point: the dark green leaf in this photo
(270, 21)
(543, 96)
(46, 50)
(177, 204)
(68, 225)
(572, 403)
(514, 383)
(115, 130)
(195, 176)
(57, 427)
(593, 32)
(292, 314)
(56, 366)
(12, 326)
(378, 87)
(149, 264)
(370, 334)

## EXERCICE PROPOSÉ
Relevez chaque ligne des entrées ci-dessus qui contient le mot « photo », en tenant compte de la casse.

## RÉSULTAT ATTENDU
point: the dark green leaf in this photo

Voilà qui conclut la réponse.